*** MATERIAL PROVIDED
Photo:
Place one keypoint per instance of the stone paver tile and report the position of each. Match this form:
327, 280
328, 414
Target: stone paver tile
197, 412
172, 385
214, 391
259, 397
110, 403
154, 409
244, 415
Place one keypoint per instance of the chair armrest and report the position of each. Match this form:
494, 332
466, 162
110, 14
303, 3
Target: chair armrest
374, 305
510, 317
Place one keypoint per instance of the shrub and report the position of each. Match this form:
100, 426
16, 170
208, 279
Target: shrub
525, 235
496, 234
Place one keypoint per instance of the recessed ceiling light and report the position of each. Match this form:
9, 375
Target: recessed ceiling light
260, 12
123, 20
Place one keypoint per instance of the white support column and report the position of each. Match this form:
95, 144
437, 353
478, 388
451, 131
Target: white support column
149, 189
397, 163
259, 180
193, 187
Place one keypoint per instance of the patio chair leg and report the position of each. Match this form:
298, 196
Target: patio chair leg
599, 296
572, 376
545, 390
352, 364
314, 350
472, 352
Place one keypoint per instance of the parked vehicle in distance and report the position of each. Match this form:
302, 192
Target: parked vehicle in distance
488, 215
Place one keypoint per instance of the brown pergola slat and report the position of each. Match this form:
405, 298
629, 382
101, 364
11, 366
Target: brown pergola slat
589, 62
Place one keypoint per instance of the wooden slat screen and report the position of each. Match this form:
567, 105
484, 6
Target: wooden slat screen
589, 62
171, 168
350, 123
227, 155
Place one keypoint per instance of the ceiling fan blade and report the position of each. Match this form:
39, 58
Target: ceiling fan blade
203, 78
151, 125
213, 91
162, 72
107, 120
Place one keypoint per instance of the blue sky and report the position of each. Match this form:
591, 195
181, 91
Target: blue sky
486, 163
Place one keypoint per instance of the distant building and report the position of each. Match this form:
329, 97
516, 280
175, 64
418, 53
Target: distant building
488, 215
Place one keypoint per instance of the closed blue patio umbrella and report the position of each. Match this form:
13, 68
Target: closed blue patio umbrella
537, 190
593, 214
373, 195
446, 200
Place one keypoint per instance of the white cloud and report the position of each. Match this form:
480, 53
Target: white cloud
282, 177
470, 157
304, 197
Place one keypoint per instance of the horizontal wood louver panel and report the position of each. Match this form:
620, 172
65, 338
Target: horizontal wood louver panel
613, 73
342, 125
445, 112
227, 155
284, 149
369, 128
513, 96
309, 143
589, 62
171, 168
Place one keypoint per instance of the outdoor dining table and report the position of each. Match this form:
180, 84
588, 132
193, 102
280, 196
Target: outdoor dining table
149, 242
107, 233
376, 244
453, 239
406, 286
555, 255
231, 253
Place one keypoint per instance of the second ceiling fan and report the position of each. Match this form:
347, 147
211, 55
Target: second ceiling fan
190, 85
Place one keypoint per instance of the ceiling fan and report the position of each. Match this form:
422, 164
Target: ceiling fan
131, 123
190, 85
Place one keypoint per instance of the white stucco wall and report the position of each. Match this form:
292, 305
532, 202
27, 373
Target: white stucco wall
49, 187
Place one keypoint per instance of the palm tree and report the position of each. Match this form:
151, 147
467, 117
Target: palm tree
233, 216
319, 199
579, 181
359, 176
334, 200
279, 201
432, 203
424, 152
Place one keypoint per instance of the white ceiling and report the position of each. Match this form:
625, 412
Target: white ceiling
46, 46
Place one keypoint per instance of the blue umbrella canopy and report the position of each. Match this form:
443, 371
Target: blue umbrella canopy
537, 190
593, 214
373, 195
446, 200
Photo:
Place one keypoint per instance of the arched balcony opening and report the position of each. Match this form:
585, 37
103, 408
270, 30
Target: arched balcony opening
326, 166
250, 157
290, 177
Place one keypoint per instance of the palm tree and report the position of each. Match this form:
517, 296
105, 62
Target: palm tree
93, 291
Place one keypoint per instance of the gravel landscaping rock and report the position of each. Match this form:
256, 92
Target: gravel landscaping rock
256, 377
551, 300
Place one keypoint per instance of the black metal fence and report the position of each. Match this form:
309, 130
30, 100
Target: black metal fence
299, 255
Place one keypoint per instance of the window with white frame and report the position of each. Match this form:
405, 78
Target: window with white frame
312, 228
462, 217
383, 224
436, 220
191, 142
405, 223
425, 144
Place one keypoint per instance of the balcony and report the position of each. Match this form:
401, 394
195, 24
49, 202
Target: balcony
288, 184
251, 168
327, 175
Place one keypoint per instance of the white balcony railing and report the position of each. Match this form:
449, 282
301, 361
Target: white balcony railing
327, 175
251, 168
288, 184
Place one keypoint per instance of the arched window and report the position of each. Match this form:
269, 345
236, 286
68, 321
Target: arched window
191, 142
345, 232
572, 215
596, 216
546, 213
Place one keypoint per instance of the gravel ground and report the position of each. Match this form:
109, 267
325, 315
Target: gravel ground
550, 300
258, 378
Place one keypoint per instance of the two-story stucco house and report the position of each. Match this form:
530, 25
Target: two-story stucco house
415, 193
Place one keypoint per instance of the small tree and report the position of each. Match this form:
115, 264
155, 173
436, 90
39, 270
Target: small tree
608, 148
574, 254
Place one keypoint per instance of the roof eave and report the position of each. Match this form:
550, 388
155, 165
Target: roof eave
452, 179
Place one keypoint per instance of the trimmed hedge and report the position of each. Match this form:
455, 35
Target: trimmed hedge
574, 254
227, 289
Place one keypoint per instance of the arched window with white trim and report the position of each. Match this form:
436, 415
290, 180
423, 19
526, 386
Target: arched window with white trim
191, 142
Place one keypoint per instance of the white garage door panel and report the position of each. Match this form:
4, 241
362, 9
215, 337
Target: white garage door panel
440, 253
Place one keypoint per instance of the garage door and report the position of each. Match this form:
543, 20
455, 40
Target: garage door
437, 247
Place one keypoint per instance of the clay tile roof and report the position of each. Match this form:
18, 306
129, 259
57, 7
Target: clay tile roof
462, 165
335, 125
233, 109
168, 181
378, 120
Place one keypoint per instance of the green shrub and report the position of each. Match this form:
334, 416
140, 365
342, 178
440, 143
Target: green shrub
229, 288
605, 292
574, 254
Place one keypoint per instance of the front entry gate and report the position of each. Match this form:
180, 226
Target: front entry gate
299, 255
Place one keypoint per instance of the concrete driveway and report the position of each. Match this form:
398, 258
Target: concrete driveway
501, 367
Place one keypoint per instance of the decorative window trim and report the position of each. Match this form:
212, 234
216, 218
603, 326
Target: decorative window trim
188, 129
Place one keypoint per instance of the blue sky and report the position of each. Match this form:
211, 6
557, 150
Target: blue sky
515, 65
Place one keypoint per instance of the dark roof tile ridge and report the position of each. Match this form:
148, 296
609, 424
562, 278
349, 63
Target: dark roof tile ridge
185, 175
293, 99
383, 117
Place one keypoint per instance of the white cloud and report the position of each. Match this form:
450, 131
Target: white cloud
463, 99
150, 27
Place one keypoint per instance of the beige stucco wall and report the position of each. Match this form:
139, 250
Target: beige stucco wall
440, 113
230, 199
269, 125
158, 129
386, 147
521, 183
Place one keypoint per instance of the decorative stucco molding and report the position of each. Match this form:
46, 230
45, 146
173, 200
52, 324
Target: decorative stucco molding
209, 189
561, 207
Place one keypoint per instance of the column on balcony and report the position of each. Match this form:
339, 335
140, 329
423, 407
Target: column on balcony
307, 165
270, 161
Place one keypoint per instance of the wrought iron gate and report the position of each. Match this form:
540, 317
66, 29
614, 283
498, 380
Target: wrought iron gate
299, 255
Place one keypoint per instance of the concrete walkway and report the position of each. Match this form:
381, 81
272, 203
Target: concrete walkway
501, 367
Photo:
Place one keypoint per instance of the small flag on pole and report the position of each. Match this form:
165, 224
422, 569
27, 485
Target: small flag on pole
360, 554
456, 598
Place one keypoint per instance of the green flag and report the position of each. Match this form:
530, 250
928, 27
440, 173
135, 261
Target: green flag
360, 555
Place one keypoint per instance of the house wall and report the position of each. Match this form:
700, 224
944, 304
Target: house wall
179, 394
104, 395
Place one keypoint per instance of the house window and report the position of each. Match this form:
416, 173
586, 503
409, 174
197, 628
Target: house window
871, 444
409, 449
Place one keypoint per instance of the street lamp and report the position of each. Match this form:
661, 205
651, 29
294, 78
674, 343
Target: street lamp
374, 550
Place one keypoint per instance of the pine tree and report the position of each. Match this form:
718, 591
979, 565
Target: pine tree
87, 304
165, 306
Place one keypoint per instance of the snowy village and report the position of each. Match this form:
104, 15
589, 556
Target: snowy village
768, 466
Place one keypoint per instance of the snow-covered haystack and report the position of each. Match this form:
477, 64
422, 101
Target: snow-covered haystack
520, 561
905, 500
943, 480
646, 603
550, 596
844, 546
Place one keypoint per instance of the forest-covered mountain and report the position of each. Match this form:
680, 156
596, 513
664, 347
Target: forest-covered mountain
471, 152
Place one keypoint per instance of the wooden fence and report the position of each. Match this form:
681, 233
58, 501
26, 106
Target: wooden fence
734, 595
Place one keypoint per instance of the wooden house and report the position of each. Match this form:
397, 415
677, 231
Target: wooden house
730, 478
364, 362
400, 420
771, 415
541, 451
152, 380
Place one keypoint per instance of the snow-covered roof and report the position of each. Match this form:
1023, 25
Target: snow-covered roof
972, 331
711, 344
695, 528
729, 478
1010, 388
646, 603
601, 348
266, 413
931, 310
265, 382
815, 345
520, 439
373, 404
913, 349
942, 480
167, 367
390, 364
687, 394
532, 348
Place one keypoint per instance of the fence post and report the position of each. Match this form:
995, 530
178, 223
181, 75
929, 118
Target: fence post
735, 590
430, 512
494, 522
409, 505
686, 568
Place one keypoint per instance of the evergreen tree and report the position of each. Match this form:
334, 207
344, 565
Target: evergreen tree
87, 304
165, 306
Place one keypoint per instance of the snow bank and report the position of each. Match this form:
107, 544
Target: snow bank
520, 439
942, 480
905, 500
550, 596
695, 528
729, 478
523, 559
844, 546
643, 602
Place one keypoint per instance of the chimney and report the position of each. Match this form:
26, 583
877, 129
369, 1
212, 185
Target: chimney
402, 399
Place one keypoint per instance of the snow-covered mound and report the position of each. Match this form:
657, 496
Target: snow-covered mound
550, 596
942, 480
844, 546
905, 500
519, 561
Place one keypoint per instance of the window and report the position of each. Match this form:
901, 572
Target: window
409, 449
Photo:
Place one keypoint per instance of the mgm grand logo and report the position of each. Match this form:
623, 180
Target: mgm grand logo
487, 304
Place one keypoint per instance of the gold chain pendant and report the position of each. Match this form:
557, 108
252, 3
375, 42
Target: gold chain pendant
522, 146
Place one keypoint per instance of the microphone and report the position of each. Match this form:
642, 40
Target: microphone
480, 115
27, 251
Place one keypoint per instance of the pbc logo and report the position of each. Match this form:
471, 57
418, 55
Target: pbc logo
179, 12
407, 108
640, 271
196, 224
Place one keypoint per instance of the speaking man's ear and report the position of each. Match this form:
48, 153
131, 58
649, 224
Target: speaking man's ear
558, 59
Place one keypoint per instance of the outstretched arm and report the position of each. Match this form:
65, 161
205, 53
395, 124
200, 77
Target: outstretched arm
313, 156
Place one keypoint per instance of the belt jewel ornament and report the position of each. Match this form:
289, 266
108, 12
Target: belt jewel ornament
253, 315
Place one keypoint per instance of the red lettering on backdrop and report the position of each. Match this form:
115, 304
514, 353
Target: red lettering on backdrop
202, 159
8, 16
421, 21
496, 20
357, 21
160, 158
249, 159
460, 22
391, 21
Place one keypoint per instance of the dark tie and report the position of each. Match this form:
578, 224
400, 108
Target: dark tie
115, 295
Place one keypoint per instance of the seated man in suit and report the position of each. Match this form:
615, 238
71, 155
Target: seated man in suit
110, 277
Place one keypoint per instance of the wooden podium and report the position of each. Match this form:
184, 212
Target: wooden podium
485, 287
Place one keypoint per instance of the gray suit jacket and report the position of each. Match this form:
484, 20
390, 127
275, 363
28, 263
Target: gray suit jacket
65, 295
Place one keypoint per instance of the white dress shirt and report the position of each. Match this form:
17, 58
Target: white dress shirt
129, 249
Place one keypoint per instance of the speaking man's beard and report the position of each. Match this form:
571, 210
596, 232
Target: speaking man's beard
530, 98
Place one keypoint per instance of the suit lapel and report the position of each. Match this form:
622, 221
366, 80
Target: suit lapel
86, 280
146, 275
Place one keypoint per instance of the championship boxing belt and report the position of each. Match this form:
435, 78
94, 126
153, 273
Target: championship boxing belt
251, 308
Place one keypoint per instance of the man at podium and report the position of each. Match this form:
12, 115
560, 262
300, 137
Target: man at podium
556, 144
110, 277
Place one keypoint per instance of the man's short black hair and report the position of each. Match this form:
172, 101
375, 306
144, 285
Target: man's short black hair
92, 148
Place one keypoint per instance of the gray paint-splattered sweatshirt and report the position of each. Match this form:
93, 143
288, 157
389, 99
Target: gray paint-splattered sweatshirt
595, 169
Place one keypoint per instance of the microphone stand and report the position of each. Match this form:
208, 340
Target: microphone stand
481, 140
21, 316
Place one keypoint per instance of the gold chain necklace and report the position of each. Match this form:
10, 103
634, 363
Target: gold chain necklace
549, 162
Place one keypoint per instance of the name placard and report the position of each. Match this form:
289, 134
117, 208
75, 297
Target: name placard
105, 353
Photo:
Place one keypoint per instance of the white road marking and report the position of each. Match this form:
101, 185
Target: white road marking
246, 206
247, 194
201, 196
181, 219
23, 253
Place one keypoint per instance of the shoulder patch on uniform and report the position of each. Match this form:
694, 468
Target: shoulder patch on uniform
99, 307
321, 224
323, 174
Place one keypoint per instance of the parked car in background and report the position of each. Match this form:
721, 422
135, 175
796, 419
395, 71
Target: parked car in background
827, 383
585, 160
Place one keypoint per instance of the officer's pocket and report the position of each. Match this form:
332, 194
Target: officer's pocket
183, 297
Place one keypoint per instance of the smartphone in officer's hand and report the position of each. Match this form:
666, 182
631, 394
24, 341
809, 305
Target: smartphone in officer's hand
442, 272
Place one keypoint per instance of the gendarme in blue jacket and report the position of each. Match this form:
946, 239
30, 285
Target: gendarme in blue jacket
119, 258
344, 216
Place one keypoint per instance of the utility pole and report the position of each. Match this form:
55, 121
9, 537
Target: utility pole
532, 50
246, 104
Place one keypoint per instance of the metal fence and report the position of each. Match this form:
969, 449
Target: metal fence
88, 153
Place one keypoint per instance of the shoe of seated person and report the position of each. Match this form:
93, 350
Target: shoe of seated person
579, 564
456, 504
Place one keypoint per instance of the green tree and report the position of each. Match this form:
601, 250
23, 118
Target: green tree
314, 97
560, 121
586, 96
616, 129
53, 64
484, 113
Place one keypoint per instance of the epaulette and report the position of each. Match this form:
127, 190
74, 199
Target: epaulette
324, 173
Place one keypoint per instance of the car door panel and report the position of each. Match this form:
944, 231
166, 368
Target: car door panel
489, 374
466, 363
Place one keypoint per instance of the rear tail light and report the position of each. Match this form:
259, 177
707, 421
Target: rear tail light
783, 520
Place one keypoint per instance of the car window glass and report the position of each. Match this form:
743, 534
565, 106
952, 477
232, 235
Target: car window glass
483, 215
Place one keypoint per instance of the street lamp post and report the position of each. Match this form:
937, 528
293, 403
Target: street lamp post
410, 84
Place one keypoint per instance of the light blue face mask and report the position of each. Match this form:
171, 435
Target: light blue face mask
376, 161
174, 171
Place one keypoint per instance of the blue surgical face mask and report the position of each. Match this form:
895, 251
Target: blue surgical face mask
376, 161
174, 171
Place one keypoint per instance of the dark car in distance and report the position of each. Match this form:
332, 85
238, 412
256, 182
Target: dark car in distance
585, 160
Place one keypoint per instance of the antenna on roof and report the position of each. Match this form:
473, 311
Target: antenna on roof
******
§ **ASSIGNMENT**
Note how many lines in the material contain the string "antenna", and give that number alone.

§ **SOLUTION TO THIS PROBLEM**
2